[Source records]
--------
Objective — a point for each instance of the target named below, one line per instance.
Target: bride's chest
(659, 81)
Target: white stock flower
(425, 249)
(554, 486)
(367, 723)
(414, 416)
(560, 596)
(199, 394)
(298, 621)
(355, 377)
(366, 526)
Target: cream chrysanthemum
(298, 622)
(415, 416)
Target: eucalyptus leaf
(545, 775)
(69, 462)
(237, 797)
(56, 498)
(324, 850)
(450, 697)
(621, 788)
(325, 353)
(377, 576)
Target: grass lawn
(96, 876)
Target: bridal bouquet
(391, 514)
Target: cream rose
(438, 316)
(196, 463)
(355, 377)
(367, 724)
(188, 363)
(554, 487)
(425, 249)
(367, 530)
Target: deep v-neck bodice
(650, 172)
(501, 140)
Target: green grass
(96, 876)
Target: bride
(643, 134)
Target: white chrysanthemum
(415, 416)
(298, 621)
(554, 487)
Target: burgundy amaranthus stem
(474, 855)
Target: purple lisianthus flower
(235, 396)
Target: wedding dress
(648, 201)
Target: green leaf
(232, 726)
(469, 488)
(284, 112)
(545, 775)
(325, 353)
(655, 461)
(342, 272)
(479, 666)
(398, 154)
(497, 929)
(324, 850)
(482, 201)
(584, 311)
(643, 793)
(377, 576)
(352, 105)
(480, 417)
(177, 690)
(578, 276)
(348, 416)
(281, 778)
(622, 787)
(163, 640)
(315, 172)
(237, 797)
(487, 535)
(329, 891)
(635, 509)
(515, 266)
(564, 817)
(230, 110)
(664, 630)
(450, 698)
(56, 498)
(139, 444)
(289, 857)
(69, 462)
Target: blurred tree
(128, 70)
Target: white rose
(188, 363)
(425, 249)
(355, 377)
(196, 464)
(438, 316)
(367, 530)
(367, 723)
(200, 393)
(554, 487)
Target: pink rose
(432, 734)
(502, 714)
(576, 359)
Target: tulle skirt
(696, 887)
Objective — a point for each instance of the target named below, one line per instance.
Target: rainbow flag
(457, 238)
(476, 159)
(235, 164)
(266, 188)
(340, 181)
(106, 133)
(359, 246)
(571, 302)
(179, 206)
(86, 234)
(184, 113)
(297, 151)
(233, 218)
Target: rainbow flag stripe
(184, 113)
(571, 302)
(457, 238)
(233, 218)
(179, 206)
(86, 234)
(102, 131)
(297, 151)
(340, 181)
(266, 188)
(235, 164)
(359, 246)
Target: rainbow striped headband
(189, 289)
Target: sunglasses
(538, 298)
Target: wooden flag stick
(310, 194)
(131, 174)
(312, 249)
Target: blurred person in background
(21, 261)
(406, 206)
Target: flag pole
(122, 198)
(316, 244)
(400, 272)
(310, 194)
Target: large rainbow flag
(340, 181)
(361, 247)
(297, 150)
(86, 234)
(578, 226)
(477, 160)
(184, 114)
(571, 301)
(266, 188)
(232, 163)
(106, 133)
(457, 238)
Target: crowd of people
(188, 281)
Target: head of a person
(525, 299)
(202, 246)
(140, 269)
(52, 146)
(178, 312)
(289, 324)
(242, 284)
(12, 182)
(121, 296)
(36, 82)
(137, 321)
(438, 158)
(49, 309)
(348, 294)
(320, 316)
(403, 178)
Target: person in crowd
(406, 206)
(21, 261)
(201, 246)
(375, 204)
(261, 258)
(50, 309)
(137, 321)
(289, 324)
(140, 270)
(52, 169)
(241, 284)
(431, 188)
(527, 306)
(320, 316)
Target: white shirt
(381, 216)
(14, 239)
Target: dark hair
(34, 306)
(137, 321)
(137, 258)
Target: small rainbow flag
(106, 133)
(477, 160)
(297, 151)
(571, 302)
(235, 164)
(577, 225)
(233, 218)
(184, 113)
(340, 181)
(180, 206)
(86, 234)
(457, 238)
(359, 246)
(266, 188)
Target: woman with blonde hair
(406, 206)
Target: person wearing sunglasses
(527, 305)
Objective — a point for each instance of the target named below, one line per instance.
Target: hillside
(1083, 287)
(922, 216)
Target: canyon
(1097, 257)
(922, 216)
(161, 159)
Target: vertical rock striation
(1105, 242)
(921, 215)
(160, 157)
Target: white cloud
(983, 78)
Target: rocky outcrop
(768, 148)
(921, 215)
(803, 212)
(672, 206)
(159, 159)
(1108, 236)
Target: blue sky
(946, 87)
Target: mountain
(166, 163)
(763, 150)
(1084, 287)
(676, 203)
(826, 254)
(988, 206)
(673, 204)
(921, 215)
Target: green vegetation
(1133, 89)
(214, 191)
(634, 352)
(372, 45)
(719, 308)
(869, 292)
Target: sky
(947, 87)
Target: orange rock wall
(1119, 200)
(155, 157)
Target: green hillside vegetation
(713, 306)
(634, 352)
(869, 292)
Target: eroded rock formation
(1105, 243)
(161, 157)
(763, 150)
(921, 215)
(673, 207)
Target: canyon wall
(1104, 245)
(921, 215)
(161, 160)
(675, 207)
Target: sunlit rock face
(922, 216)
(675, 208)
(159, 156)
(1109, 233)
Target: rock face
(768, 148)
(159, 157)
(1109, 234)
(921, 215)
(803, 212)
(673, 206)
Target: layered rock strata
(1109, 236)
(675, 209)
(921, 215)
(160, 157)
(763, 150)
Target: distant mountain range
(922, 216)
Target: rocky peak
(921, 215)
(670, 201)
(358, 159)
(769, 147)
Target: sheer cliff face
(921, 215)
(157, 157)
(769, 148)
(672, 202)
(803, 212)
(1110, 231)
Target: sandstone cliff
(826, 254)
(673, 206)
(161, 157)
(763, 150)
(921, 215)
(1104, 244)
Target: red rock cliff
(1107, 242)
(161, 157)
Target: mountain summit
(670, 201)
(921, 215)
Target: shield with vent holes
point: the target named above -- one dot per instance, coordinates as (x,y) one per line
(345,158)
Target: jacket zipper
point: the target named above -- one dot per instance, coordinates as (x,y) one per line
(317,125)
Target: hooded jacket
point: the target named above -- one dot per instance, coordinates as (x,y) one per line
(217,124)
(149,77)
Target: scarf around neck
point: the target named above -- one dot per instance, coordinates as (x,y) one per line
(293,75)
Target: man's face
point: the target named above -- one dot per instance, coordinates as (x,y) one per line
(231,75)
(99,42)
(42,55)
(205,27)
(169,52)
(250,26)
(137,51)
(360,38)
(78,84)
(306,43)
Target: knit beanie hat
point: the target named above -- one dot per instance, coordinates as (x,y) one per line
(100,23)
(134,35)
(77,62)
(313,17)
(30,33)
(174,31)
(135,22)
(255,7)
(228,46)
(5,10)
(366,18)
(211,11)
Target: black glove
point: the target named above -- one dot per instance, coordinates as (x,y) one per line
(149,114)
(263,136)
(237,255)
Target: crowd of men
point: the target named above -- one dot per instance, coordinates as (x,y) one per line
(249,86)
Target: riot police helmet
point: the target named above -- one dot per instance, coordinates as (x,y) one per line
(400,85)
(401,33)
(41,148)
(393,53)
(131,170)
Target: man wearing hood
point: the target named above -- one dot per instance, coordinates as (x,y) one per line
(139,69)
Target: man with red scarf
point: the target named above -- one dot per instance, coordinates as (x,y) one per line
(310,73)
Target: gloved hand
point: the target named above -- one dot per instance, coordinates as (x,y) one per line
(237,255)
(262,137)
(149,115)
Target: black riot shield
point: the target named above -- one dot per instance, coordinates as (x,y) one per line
--------
Exercise
Output a faithful copy of every entry, keeping each line as written.

Completed task
Objective — a point for each instance of the target named below, one line per instance.
Target: bride's chest
(659, 81)
Target: white stock flower
(425, 249)
(554, 486)
(367, 723)
(414, 416)
(560, 596)
(199, 394)
(298, 621)
(355, 377)
(366, 526)
Target: cream chrysanthemum
(298, 622)
(415, 416)
Target: eucalyptus leaf
(545, 775)
(69, 462)
(237, 797)
(56, 498)
(324, 850)
(450, 697)
(621, 788)
(325, 353)
(377, 576)
Target: grass lawn
(96, 876)
Target: bridal bouquet
(391, 514)
Target: cream rose
(438, 316)
(196, 463)
(355, 377)
(367, 724)
(188, 363)
(554, 487)
(425, 249)
(367, 530)
Target: deep v-neck bodice
(650, 172)
(501, 140)
Target: green grass
(96, 876)
Target: bride
(643, 134)
Target: white chrysanthemum
(415, 416)
(298, 621)
(554, 487)
Target: burgundy amaranthus stem
(474, 855)
Target: purple lisianthus flower
(235, 396)
Target: wedding dress
(648, 201)
Target: green leaf
(232, 726)
(469, 488)
(284, 112)
(545, 775)
(325, 353)
(655, 461)
(342, 272)
(479, 666)
(398, 154)
(497, 929)
(324, 850)
(482, 201)
(584, 311)
(643, 793)
(377, 576)
(352, 105)
(480, 417)
(177, 690)
(578, 276)
(348, 416)
(281, 778)
(622, 787)
(163, 640)
(315, 172)
(237, 797)
(487, 535)
(329, 891)
(635, 509)
(515, 266)
(564, 817)
(230, 110)
(664, 630)
(450, 698)
(56, 498)
(139, 444)
(289, 857)
(69, 462)
Target: blurred tree
(128, 70)
Target: white rose
(188, 363)
(425, 249)
(355, 377)
(196, 464)
(438, 316)
(367, 530)
(367, 723)
(200, 393)
(554, 487)
Target: pink rose
(432, 734)
(502, 714)
(576, 359)
Target: tulle skirt
(696, 887)
Objective — a point for each instance of the target named below, one line per instance.
Target: rainbow flag
(457, 238)
(476, 159)
(235, 164)
(266, 188)
(340, 181)
(106, 133)
(359, 246)
(571, 302)
(179, 206)
(86, 234)
(184, 113)
(297, 151)
(233, 218)
Target: rainbow flag stripe
(184, 113)
(571, 302)
(457, 238)
(233, 218)
(179, 206)
(86, 234)
(102, 131)
(297, 151)
(340, 181)
(266, 188)
(235, 164)
(359, 246)
Target: rainbow striped headband
(189, 289)
Target: sunglasses
(538, 298)
Target: wooden flag stick
(310, 194)
(131, 174)
(312, 249)
Target: blurred person in background
(21, 261)
(406, 206)
Target: flag pole
(122, 198)
(316, 244)
(400, 272)
(310, 194)
Target: large rainbow flag
(340, 181)
(361, 247)
(297, 150)
(86, 234)
(578, 226)
(477, 160)
(184, 114)
(571, 301)
(266, 188)
(232, 163)
(106, 133)
(457, 238)
Target: crowd of people
(188, 281)
Target: head of a person
(525, 299)
(202, 246)
(140, 269)
(52, 146)
(178, 312)
(289, 324)
(242, 284)
(12, 182)
(121, 296)
(36, 82)
(137, 321)
(438, 158)
(49, 309)
(348, 294)
(320, 316)
(403, 178)
Target: person in crowd
(406, 206)
(21, 261)
(201, 246)
(375, 204)
(261, 258)
(50, 309)
(137, 321)
(289, 324)
(140, 270)
(52, 169)
(241, 284)
(431, 188)
(527, 306)
(320, 316)
Target: white shirt
(381, 216)
(14, 239)
Target: dark hair
(34, 306)
(137, 321)
(137, 258)
Target: small rainbow flag
(106, 133)
(477, 160)
(297, 151)
(571, 302)
(235, 164)
(577, 225)
(233, 218)
(184, 113)
(340, 181)
(180, 206)
(86, 234)
(457, 238)
(359, 246)
(266, 188)
Target: woman with blonde hair
(406, 206)
Target: person wearing sunglasses
(527, 305)
Objective — a point for each instance of the target named below, one line per instance.
Target: hillside
(1083, 287)
(922, 216)
Target: canyon
(1097, 257)
(922, 216)
(161, 159)
Target: vertical rock striation
(1105, 242)
(921, 215)
(160, 157)
Target: white cloud
(983, 78)
Target: rocky outcrop
(768, 148)
(921, 215)
(803, 212)
(672, 206)
(159, 159)
(1108, 236)
Target: blue sky
(946, 87)
Target: mountain
(166, 163)
(763, 150)
(1084, 287)
(676, 203)
(826, 254)
(988, 206)
(673, 204)
(921, 215)
Target: green vegetation
(1133, 89)
(214, 191)
(634, 352)
(372, 45)
(719, 308)
(869, 292)
Target: sky
(947, 87)
Target: orange rock wall
(1119, 200)
(155, 157)
Target: green hillside vegetation
(713, 306)
(634, 352)
(869, 292)
Target: eroded rock formation
(1105, 243)
(161, 157)
(763, 150)
(921, 215)
(673, 207)
Target: canyon wall
(1104, 245)
(921, 215)
(161, 160)
(675, 207)
Target: sunlit rock face
(922, 216)
(675, 208)
(159, 156)
(1109, 233)
Target: rock face
(768, 148)
(159, 157)
(1109, 234)
(921, 215)
(803, 212)
(673, 206)
Target: layered rock strata
(1109, 236)
(675, 209)
(921, 215)
(160, 157)
(763, 150)
Target: distant mountain range
(922, 216)
Target: rocky peak
(921, 215)
(670, 201)
(358, 159)
(769, 147)
Target: sheer cliff face
(921, 215)
(157, 157)
(769, 148)
(672, 202)
(803, 212)
(1110, 231)
Target: sandstone cliff
(826, 254)
(673, 206)
(161, 157)
(763, 150)
(921, 215)
(1104, 244)
Target: red rock cliff
(1107, 242)
(161, 157)
Target: mountain summit
(670, 201)
(921, 215)
Target: shield with vent holes
point: the target named above -- one dot per instance, coordinates as (x,y) one per line
(345,158)
Target: jacket zipper
point: the target named above -- one dot per instance, coordinates as (x,y) one per line
(317,125)
Target: hooded jacket
point: the target named above -- one dot per instance, coordinates as (x,y) one per line
(217,124)
(149,77)
Target: scarf around neck
point: the target named above -- one dot per instance, coordinates as (x,y) one per line
(293,75)
Target: man's face
point: the target named above -- one dot per instance, coordinates as (x,y) one per line
(231,75)
(99,42)
(42,55)
(205,27)
(169,52)
(250,26)
(137,51)
(360,38)
(78,84)
(306,43)
Target: knit beanie hat
point: the target named above -- one dot per instance, coordinates as (x,y) one per line
(100,23)
(134,35)
(77,62)
(313,17)
(30,33)
(174,31)
(135,22)
(255,7)
(228,46)
(5,10)
(366,18)
(211,11)
Target: black glove
point: the target named above -- one dot per instance, coordinates as (x,y) one per line
(149,114)
(263,136)
(237,255)
Target: crowd of men
point: the target named above -- one dot per instance, coordinates as (x,y) one per line
(249,86)
Target: riot police helmet
point: the target named above -- one dot per instance, coordinates as (x,y) one per line
(400,85)
(401,33)
(41,148)
(393,53)
(131,170)
Target: man wearing hood
point: the target named above -- one dot per instance, coordinates as (x,y) one per line
(139,69)
Target: man with red scarf
point: the target named above -- one dot per instance, coordinates as (x,y) one per line
(310,73)
Target: gloved hand
point: the target named above -- one dot per instance, coordinates as (x,y) one per line
(237,255)
(262,137)
(149,115)
Target: black riot shield
point: the target named above -- one dot per instance, coordinates as (x,y) one per line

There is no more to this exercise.